What you will do:
[1] Answer these questions using the workplace communication text:
(a) In what share of cases did the U.S. Joint Commission for Hospital Accreditation find communication failures to be the primary reason?
(b) What percentage of malpractice claims against real estate agents involve communication errors with the client, according to Slaw?
(c) What total return to shareholders did the Watson Wyatt study report for companies with the most effective communications programs?
[2] Render this sentence from the workplace communication text in Spanish: "The other half of effective communication is conveying specific expectations."
[3] Carry the workplace communication text forward with a new paragraph that follows on from its final sentence.

Excerpt:
- - - -
The impact of both good and bad communication in the workplace is noteworthy:

  • The U.S. Joint Commission for Hospital Accreditation reported, “Communications failures are the leading causes of inadvertent patient harm,” being the primary reason in over 70% of cases.
  • Slaw, a Canadian on-line legal publication, reports that 40% of malpractice claims against real estate agents involve communication errors with the client.
  • In a survey conducted by the Computing Technology Industry Association, 28% of respondents cited poor communication as the main cause of failure for IT projects.
  • An ROI study by Watson Wyatt found that companies with the most effective communications programs provided a 26% total return to shareholders (TRS) compared with a -15% TRS for firms that communicate least effectively.

In May, I wrote about one half of effective communication, listening. The other half of effective communication is conveying specific expectations. I am amazed at how often leaders do not set this basic foundation for direction and accountability within their organizations.
- - - -
Dataset extract:
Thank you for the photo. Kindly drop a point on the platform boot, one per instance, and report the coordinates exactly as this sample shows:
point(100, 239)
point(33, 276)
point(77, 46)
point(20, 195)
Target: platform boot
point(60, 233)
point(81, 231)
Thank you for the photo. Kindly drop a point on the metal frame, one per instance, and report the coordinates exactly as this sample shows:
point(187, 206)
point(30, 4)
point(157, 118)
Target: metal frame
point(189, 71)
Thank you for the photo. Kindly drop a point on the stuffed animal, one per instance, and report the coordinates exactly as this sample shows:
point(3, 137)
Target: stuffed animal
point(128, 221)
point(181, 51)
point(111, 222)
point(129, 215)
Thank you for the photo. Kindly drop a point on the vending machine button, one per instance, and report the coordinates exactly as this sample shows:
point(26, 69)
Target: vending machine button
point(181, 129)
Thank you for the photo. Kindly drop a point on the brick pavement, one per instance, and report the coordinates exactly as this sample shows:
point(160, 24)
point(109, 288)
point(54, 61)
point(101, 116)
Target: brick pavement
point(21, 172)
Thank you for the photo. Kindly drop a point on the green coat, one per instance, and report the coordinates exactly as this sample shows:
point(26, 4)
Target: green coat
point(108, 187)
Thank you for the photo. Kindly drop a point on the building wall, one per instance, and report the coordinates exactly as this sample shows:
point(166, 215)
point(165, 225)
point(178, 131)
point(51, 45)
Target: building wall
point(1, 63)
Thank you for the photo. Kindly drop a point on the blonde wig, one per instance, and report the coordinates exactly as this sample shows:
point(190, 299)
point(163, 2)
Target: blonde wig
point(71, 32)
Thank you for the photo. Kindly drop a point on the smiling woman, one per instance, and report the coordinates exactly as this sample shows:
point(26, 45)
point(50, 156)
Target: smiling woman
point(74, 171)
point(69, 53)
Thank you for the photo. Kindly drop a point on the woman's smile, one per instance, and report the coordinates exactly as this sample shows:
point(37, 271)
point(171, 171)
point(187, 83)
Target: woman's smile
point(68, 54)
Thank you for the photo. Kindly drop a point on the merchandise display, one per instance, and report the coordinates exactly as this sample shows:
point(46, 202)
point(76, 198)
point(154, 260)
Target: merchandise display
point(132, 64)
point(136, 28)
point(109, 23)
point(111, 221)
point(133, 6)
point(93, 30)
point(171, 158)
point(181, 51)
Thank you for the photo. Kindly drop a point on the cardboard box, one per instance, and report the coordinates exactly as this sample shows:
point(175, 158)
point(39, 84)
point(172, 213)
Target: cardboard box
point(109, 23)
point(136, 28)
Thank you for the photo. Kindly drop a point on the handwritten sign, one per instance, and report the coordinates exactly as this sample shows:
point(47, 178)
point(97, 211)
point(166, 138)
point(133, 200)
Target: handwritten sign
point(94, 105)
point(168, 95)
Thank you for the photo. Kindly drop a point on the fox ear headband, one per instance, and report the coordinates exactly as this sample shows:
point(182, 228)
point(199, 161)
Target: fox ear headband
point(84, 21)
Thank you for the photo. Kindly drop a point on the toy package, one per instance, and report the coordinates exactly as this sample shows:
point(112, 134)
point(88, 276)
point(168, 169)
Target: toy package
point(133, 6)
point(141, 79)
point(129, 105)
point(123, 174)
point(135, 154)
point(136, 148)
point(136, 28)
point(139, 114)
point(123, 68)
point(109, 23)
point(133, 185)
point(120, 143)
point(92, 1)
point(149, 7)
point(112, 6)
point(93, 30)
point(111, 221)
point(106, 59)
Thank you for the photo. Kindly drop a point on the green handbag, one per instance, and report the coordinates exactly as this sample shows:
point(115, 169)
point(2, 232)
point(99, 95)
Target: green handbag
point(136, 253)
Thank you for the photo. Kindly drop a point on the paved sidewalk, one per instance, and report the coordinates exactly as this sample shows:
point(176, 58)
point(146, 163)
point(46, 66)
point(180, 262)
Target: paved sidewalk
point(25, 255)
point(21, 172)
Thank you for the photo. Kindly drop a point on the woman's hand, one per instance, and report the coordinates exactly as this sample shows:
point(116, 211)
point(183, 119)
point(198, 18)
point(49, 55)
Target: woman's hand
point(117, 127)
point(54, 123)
- - - -
Task-by-task results:
[1]
(a) Over 70% of cases.
(b) 40%.
(c) 26%.

[2] La otra mitad de la comunicación eficaz es transmitir expectativas específicas.

[3]
The simplest form of setting expectations is making a clear request. In Language and the Pursuit of Happiness, Chalmers Brothers defines five components of a clear request:

  • Is communicated to a specific person
  • Provides a quantified deadline
  • Defines the goal to be accomplished
  • Establishes a common context
  • Describes a satisfactory outcome

I present this as part of a class I teach on management and leadership skills. A common response I get is, “Providing this much detail sounds like micro-managing, and I don’t want to do that.” What I point out in return is that micro-management is one extreme of the spectrum, of providing too much direction to the employee, and stifling and annoying them. But the other end of that spectrum is not giving employees enough guidance. In that case, we are setting our employees up for frustration, or even failure, because they will not know our expectations. The goal is to find the happy medium between the two.

The first point I offer is to distinguish between the “what” of a task and the “how” of a task. With respect to the components of a clear request, “what” means defining the goal to be accomplished and describing a satisfactory outcome. “How” is the specific steps to take to get there. It is your job as a leader to provide the “what”; let your employees decide the “how.”

The second point relates to establishing a common context. Brothers notes that between speaker and listener, some things are always considered obvious. For example, if I ask you to get me a glass of water, the assumption is that the water is from a clean, potable source, not from the puddle in the yard nor from the toilet. So we are able to come to some mutual understanding without discussion. Then there are particulars that need to be negotiated. Does it need to be in a disposable cup so that I can take it with me? Do I prefer bottled water? Do I want ice in it?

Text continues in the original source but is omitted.